#### Exercise aim
Repeat word for word, please, only the lines of the material from the one containing "Could you please indicate the snow on wall" through its final line, both ends included.
*** Information Section Begins ***
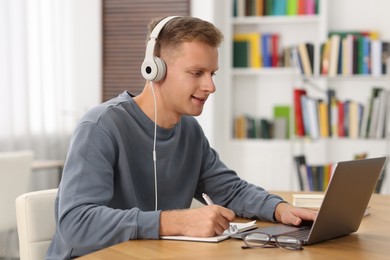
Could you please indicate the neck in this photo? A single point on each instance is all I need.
(145, 101)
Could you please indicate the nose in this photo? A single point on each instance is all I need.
(209, 85)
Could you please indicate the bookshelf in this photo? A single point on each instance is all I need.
(256, 91)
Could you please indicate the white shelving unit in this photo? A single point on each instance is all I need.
(269, 163)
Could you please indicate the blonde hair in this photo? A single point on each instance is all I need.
(184, 29)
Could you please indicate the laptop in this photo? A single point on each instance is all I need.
(345, 202)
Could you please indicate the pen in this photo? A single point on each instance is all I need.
(232, 228)
(207, 199)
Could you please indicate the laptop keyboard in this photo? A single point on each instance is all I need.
(301, 234)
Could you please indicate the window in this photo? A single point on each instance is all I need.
(124, 36)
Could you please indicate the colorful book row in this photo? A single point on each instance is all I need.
(255, 50)
(275, 7)
(278, 127)
(351, 53)
(316, 118)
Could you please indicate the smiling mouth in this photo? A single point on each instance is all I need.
(200, 99)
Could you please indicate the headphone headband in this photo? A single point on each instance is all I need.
(154, 68)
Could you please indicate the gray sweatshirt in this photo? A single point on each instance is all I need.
(107, 191)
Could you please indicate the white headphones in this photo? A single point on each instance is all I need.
(154, 68)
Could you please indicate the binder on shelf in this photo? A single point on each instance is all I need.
(240, 54)
(300, 164)
(253, 53)
(282, 122)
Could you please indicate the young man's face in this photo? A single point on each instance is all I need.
(189, 78)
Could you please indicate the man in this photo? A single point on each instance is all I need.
(113, 190)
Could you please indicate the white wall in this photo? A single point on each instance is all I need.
(360, 14)
(87, 54)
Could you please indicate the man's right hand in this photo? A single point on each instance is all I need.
(205, 221)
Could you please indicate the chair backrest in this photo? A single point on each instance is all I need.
(15, 171)
(35, 222)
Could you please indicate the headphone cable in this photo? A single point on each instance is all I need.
(154, 145)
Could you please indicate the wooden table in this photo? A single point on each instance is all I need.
(371, 241)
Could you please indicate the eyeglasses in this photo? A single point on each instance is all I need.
(260, 239)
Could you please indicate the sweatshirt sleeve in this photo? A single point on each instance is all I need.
(229, 190)
(87, 187)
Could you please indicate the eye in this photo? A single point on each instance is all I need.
(196, 74)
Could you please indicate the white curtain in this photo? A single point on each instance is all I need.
(49, 65)
(50, 75)
(35, 99)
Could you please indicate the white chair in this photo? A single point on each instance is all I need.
(15, 172)
(36, 223)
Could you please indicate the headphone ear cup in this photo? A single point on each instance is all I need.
(149, 69)
(161, 69)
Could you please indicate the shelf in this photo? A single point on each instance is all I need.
(280, 71)
(283, 20)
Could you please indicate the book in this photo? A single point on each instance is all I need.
(240, 54)
(303, 52)
(240, 227)
(299, 127)
(323, 118)
(254, 54)
(282, 122)
(300, 163)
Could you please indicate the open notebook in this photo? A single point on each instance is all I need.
(240, 227)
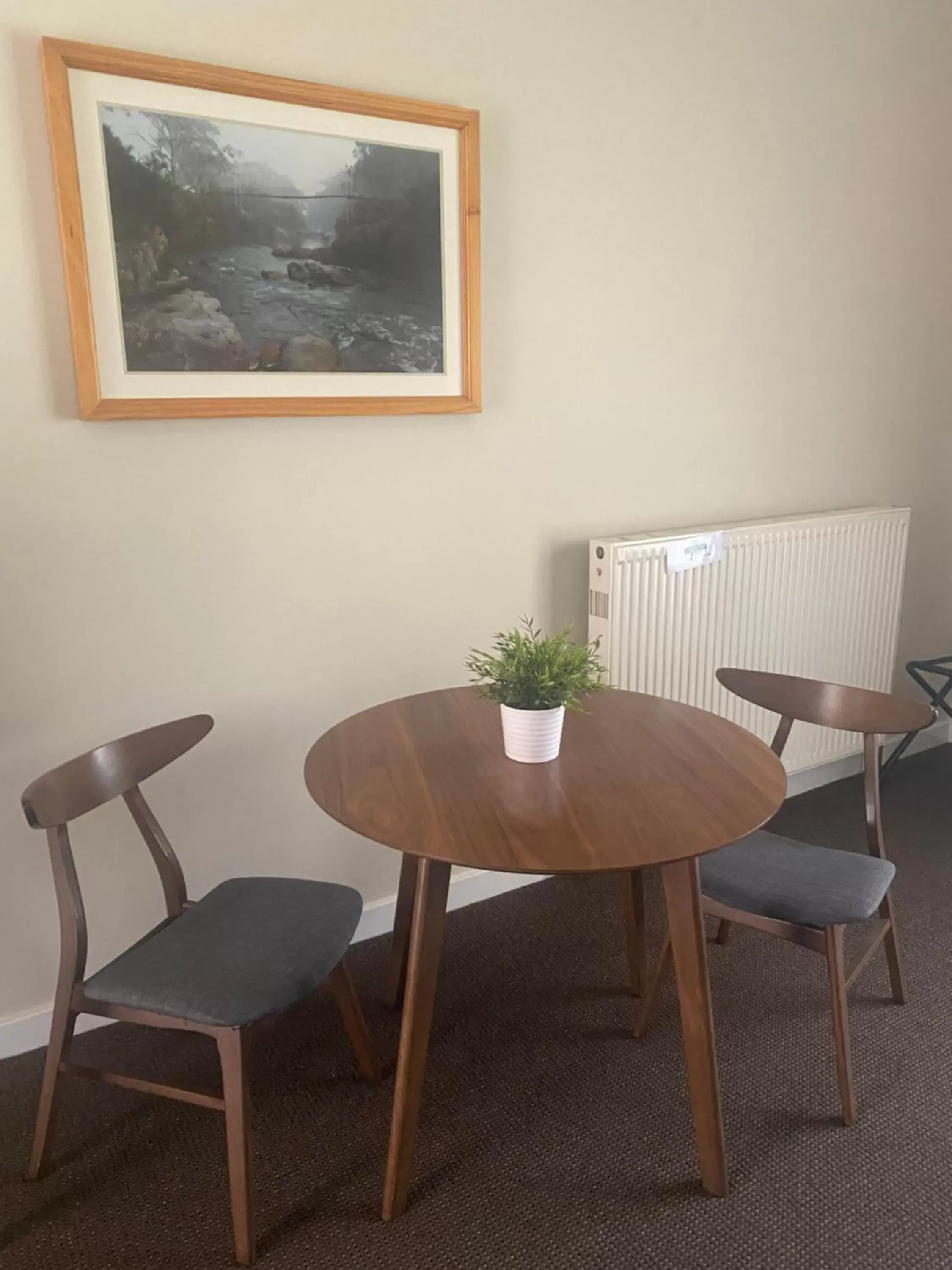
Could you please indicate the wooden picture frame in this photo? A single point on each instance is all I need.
(103, 374)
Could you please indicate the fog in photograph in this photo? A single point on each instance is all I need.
(248, 248)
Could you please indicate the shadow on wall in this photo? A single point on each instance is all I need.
(565, 588)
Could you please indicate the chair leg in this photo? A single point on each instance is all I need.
(833, 939)
(233, 1051)
(634, 908)
(60, 1038)
(355, 1023)
(652, 996)
(893, 959)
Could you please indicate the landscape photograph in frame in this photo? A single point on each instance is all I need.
(239, 244)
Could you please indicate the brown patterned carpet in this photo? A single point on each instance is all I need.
(550, 1138)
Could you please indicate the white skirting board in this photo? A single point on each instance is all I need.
(468, 887)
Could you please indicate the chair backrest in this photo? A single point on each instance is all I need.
(831, 705)
(83, 784)
(97, 778)
(834, 705)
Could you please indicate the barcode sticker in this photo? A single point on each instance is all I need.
(692, 553)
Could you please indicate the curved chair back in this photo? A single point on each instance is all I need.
(834, 705)
(85, 783)
(831, 705)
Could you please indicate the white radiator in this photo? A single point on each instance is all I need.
(817, 596)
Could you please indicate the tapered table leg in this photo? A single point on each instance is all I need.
(426, 940)
(634, 908)
(687, 931)
(400, 939)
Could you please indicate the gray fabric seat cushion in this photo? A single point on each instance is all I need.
(252, 947)
(795, 882)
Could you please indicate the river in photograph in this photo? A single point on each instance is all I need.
(376, 324)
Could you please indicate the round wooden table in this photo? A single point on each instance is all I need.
(640, 781)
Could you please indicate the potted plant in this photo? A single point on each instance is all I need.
(535, 679)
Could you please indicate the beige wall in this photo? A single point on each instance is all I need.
(716, 285)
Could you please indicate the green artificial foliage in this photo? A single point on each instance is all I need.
(531, 671)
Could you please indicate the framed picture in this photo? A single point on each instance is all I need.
(239, 244)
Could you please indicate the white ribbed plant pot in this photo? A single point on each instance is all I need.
(532, 736)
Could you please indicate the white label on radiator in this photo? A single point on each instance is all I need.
(692, 553)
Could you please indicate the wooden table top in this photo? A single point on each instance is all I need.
(640, 781)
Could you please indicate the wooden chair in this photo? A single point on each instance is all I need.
(803, 893)
(226, 966)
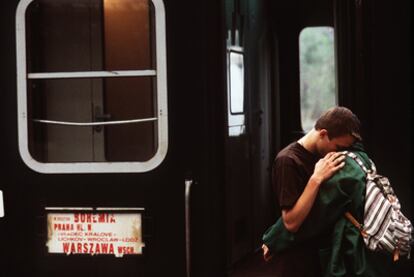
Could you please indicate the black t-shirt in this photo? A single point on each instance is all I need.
(292, 169)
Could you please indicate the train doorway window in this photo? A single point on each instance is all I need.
(317, 73)
(92, 92)
(235, 91)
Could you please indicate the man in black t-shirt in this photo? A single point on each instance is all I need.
(298, 171)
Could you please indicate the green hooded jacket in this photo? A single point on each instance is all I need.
(343, 253)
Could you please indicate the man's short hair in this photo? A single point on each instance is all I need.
(339, 121)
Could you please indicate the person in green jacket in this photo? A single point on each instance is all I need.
(342, 252)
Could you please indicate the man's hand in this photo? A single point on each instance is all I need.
(327, 166)
(266, 253)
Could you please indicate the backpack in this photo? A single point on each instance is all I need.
(385, 228)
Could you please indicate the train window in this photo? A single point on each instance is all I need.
(92, 94)
(317, 73)
(235, 68)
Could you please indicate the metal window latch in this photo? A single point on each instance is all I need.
(100, 116)
(1, 204)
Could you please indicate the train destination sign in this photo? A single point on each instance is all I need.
(116, 234)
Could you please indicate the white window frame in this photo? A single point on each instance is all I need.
(93, 167)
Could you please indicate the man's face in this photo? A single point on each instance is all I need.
(326, 145)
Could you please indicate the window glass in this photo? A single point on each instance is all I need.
(236, 83)
(317, 73)
(79, 35)
(92, 85)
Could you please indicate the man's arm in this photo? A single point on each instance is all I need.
(324, 169)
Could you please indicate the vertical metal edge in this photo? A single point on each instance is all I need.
(188, 184)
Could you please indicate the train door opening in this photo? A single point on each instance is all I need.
(248, 142)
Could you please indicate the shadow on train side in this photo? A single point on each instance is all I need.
(139, 135)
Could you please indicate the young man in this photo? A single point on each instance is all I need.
(298, 171)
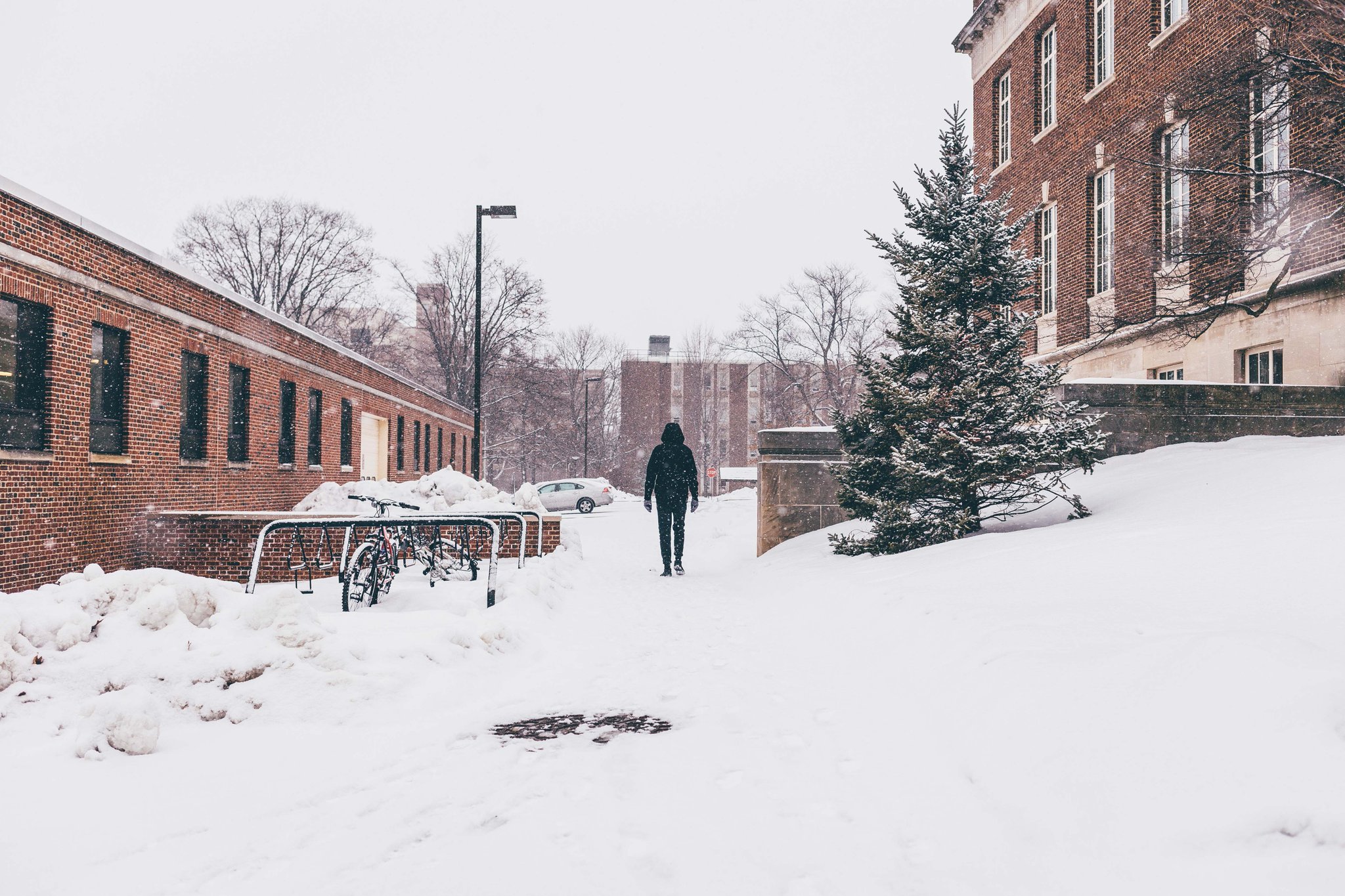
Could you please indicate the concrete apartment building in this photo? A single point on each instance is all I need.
(1067, 96)
(718, 405)
(131, 386)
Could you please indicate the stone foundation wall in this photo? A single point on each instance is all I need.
(221, 544)
(1146, 416)
(797, 492)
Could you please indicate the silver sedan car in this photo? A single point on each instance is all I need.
(573, 495)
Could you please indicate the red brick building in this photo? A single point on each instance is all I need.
(129, 385)
(1071, 100)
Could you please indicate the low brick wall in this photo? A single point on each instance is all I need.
(797, 492)
(221, 544)
(1147, 416)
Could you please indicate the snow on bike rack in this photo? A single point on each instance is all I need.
(349, 524)
(522, 534)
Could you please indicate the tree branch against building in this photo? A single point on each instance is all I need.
(299, 259)
(808, 335)
(1250, 165)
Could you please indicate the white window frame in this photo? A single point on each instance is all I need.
(1176, 190)
(1048, 223)
(1270, 352)
(1047, 72)
(1105, 230)
(1173, 11)
(1269, 147)
(1003, 97)
(1105, 41)
(1173, 372)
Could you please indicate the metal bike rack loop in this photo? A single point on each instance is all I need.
(373, 522)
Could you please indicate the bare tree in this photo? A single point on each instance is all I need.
(807, 337)
(1241, 210)
(444, 296)
(299, 259)
(581, 354)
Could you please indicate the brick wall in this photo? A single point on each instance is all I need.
(62, 508)
(1125, 116)
(221, 545)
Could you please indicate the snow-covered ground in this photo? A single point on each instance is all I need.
(1151, 700)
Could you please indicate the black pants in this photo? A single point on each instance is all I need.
(671, 530)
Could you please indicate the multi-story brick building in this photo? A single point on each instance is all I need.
(129, 385)
(1072, 104)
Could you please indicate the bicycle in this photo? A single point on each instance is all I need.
(384, 553)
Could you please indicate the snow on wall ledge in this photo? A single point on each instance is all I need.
(798, 494)
(1142, 416)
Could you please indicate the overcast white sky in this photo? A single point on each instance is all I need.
(669, 161)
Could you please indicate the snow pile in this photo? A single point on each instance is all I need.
(125, 720)
(437, 492)
(108, 652)
(618, 495)
(740, 495)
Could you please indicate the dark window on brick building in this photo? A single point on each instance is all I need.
(1003, 119)
(108, 391)
(347, 425)
(1047, 78)
(191, 440)
(1102, 42)
(240, 412)
(287, 422)
(315, 427)
(23, 373)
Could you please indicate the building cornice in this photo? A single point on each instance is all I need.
(1290, 289)
(57, 210)
(981, 19)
*** Information Section Ends ***
#### Solved problem
Could you please indicate the snow on wall ledge in this photo? A single point on each instance is all I need.
(798, 494)
(1142, 416)
Could you please indicate the overcast white sky in this photo? A single point on each instance is all I need.
(669, 161)
Could you please indicate the snow pile in this photo? A single point on each instance is all I need.
(125, 720)
(437, 492)
(108, 652)
(618, 495)
(740, 495)
Could you please indicate the dark window on brick building in this photo? A single point on each instance is all I need.
(1003, 119)
(108, 391)
(347, 425)
(1047, 78)
(191, 440)
(1102, 42)
(240, 412)
(287, 422)
(315, 427)
(23, 373)
Could you please indicate the building cornice in this photo? A single point on each instance is all I need.
(1290, 289)
(57, 210)
(981, 19)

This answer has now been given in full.